[DOCUMENT TEXT]
------------------------------------
The business world keeps getting more Darwinian, with weak companies perishing--fast--and strong ones getting richer. Bad news for small business? Hardly. The innovative small business has a bright future before it--just look at Netscape, Tom's of Maine, Yahoo! and thousands more tough-minded, forward-thinking companies that have held their own and prospered, mainly because they never stop to rest on their laurels. For them, innovation is a way of life--and a proven path to prosperity.
Is your company innovative? If not, you're likely headed for trouble. But the good news is there are proven ways to instill a drive to innovate in any business's culture and up the odds that innovations will bring success your way. So says Christopher Meyer, managing principal of the Menlo Park, California, office of Integral Inc., a consulting group that has helped jump-start innovation in many Silicon Valley companies. Meyer is also author of Relentless Growth (The Free Press), a handbook designed to help you put innovation strategies to work in your business. Here he shares the secrets of innovation in an exclusive Entrepreneur interview.
Entrepreneur: As good as innovation sounds, won't most launches of new products or services fail to meet expectations?
Christopher Meyer: My first answer: Of course, but so what? The roaring success of many venture capitalists over the past 10 years did not happen because every company they backed was successful but rather that enough of them were.
------------------------------------
[WHAT YOU HAVE TO DO] According to the interview text above, what book did Christopher Meyer write? Please give its title.

[EXTRACTED INFORMATION]
------------------------------------
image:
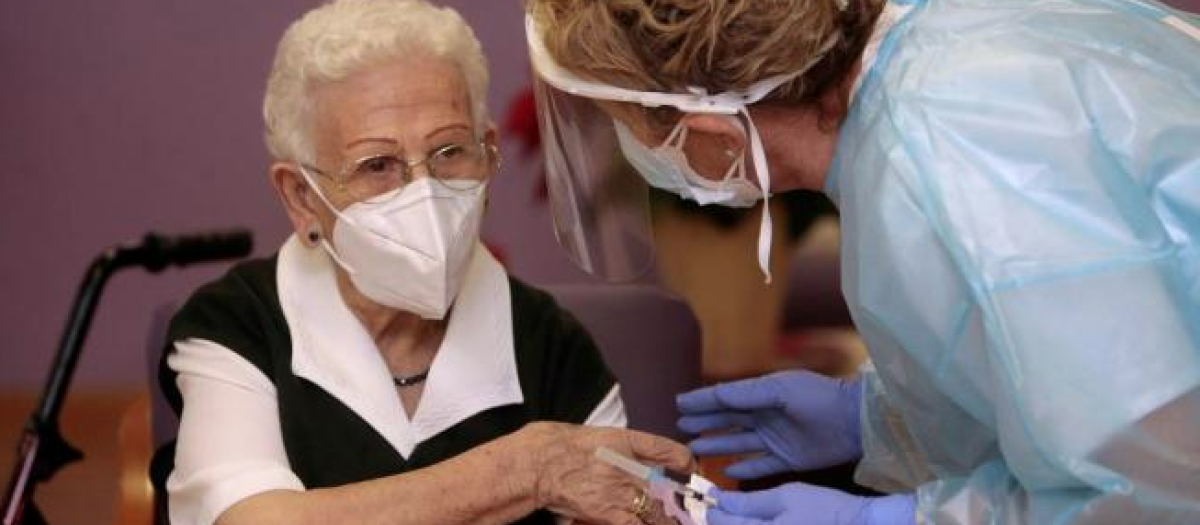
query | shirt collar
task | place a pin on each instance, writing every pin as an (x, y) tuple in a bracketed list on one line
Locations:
[(473, 370)]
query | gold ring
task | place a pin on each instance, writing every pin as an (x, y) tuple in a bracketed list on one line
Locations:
[(641, 504)]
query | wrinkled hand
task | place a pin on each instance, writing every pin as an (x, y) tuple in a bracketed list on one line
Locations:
[(791, 421), (571, 482), (803, 504)]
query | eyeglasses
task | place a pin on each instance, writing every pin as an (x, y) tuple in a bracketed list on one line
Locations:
[(371, 179)]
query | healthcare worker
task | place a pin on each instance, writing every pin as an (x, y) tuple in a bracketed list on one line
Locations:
[(1019, 187)]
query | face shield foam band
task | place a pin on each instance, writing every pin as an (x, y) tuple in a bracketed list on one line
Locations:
[(696, 100)]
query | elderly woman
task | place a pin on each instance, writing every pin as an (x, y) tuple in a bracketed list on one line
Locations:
[(382, 367)]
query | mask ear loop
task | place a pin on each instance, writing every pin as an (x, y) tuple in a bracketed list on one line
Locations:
[(324, 239), (766, 228)]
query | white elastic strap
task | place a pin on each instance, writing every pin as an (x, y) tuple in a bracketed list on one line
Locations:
[(766, 228)]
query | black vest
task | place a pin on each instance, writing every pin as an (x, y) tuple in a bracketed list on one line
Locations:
[(563, 378)]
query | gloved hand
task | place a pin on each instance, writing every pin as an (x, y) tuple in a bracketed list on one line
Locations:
[(792, 420), (808, 505)]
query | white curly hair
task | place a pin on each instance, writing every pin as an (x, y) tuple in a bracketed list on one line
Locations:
[(339, 38)]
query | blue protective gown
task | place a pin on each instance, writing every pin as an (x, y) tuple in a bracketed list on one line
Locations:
[(1019, 186)]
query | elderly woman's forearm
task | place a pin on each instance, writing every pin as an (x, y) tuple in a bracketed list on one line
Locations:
[(487, 484)]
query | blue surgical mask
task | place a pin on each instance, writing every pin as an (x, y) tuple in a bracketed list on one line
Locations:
[(666, 168)]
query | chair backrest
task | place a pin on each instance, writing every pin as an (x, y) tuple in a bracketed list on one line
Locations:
[(651, 341)]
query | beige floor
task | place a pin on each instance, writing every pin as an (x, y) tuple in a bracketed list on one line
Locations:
[(83, 493)]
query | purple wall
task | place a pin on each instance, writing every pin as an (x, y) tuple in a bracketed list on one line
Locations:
[(127, 115)]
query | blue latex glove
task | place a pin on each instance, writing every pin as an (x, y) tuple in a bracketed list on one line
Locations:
[(809, 505), (792, 421)]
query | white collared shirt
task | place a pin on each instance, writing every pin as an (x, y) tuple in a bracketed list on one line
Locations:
[(473, 370)]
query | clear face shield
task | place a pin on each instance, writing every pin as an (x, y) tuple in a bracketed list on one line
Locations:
[(603, 152)]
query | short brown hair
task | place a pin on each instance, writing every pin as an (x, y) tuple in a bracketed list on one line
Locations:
[(717, 44)]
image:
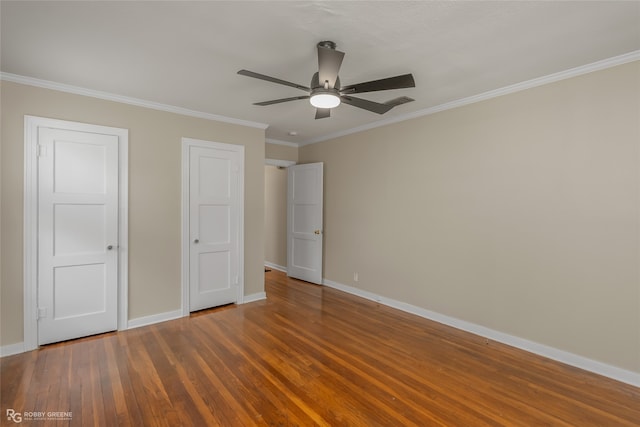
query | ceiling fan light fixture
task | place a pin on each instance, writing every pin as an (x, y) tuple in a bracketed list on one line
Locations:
[(325, 98)]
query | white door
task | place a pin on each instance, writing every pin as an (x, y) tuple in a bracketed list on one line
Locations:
[(77, 234), (215, 221), (304, 222)]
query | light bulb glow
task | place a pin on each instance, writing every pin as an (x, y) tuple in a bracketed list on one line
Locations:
[(324, 99)]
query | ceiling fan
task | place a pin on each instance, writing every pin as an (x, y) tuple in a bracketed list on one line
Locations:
[(326, 93)]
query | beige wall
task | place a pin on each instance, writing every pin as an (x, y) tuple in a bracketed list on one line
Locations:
[(154, 195), (520, 213), (275, 215), (281, 152)]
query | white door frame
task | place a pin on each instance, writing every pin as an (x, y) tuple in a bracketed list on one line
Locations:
[(31, 125), (187, 143)]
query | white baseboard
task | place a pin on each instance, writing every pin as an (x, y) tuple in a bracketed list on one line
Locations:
[(581, 362), (154, 318), (11, 349), (254, 297), (275, 266)]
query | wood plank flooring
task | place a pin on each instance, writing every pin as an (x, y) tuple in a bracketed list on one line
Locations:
[(308, 355)]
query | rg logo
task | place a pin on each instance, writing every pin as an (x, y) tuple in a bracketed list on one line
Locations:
[(14, 416)]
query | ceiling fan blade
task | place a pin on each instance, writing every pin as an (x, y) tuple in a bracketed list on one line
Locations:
[(329, 62), (397, 82), (278, 101), (399, 101), (366, 105), (272, 79), (323, 113)]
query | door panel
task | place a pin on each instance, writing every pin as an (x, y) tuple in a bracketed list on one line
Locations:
[(214, 221), (78, 221), (304, 222)]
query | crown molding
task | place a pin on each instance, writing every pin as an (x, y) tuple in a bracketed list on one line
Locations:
[(278, 142), (551, 78), (61, 87)]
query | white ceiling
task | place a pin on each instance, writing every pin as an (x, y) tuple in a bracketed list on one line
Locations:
[(186, 54)]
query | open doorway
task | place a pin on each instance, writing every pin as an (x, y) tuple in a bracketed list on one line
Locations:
[(275, 217)]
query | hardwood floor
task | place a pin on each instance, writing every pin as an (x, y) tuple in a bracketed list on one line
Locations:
[(308, 355)]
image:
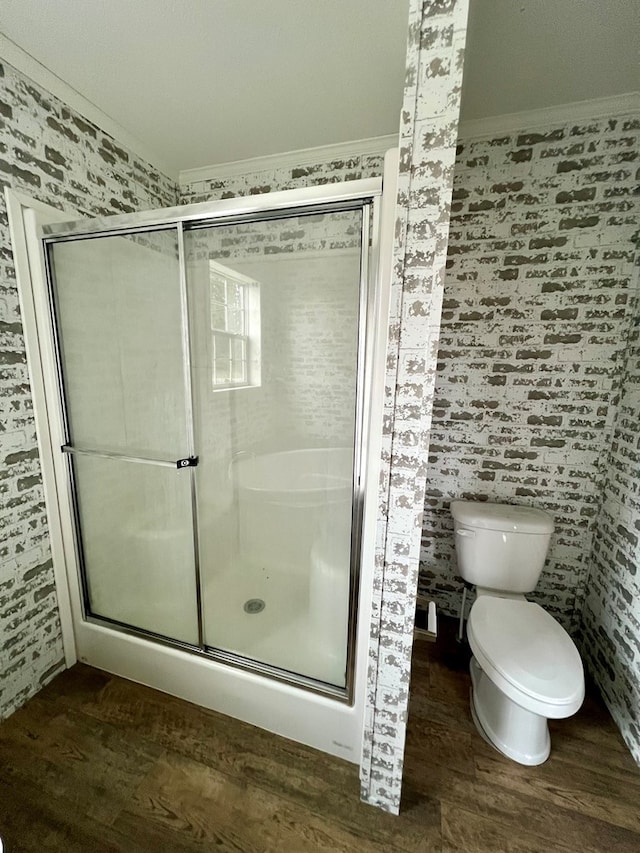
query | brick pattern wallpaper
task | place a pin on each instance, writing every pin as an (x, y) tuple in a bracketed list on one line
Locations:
[(535, 317), (280, 178), (611, 614), (428, 133), (53, 154)]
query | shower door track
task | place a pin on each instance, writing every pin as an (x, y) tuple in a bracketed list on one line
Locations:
[(357, 195)]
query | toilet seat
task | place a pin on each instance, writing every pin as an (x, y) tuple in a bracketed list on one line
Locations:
[(527, 654)]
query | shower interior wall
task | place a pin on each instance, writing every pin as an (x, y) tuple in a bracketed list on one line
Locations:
[(307, 319)]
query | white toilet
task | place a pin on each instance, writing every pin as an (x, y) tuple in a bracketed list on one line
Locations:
[(525, 667)]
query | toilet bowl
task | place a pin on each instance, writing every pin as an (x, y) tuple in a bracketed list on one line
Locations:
[(525, 667), (525, 670)]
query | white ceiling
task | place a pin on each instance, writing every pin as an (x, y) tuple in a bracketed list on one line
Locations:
[(211, 81)]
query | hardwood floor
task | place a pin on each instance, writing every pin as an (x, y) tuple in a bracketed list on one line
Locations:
[(95, 763)]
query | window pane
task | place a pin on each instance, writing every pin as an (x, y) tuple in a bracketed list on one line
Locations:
[(218, 289), (221, 371), (238, 349), (218, 316), (235, 321), (221, 347)]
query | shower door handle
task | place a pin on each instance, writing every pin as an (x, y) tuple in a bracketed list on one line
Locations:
[(188, 462)]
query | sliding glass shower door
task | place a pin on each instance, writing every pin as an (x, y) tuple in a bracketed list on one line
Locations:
[(118, 309), (211, 372)]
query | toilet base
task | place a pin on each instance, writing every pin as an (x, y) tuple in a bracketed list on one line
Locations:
[(515, 732)]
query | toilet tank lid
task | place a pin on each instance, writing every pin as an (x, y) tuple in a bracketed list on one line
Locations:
[(506, 517)]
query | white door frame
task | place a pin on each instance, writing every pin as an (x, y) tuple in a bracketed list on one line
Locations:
[(25, 215)]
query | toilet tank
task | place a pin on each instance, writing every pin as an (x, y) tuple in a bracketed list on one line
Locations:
[(500, 546)]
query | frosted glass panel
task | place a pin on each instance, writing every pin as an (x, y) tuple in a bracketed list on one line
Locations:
[(276, 471), (137, 536), (119, 323)]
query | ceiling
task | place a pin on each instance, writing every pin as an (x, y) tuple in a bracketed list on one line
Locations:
[(211, 81)]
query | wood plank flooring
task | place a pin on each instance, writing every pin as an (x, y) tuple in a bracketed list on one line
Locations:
[(95, 763)]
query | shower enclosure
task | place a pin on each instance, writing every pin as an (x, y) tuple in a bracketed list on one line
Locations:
[(214, 372)]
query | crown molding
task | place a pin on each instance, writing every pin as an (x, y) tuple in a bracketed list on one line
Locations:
[(560, 114), (23, 62), (376, 145)]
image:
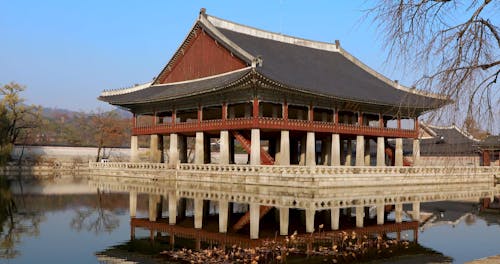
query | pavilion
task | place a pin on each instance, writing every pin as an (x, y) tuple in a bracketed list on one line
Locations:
[(311, 103)]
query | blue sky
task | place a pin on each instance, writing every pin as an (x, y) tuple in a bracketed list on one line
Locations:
[(67, 52)]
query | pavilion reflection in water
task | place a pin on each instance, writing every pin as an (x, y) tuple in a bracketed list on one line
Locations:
[(351, 205)]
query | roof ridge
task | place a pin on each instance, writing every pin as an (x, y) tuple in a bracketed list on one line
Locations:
[(126, 90), (256, 32), (332, 47)]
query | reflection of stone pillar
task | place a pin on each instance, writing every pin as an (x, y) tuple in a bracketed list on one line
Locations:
[(367, 152), (326, 151), (284, 148), (133, 203), (348, 155), (416, 211), (199, 153), (335, 218), (398, 213), (416, 152), (172, 208), (255, 147), (310, 220), (207, 150), (335, 151), (284, 220), (223, 216), (311, 149), (360, 214), (154, 152), (183, 158), (380, 151), (360, 150), (224, 147), (174, 150), (380, 213), (399, 152), (198, 213), (134, 149), (254, 220)]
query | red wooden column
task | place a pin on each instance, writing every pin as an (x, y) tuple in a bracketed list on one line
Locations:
[(200, 115), (255, 110), (310, 114), (285, 111), (224, 113), (174, 117)]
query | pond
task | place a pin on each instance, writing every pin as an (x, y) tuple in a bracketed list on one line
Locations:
[(70, 223)]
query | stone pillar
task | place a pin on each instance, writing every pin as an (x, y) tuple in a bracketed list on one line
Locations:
[(398, 213), (380, 152), (255, 147), (133, 203), (199, 152), (302, 157), (335, 218), (172, 208), (311, 149), (254, 220), (380, 213), (326, 151), (360, 215), (174, 150), (360, 150), (198, 213), (335, 151), (399, 152), (416, 211), (310, 220), (416, 152), (224, 147), (154, 150), (134, 149), (284, 220), (285, 148), (223, 216), (348, 155), (367, 152), (154, 205), (182, 141)]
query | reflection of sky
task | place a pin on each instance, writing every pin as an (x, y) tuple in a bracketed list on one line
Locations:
[(59, 243), (463, 242)]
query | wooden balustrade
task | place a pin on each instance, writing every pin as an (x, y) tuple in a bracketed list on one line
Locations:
[(273, 123)]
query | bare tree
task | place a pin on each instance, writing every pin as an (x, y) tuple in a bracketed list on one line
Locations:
[(453, 45)]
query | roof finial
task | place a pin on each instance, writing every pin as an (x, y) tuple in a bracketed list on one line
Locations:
[(337, 43), (203, 12)]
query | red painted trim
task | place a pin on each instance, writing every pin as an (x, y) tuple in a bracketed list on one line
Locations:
[(255, 110), (274, 124), (201, 57)]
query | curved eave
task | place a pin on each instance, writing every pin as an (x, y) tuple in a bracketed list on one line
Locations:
[(418, 109), (173, 91)]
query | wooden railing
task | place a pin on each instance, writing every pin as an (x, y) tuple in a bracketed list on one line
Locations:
[(273, 123), (300, 176)]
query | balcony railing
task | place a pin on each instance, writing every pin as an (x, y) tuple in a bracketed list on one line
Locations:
[(273, 123)]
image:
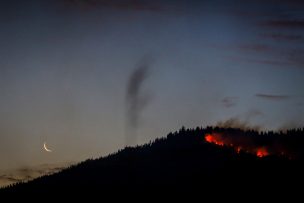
------------------------------------
[TASK RESPONSE] Relentless Growth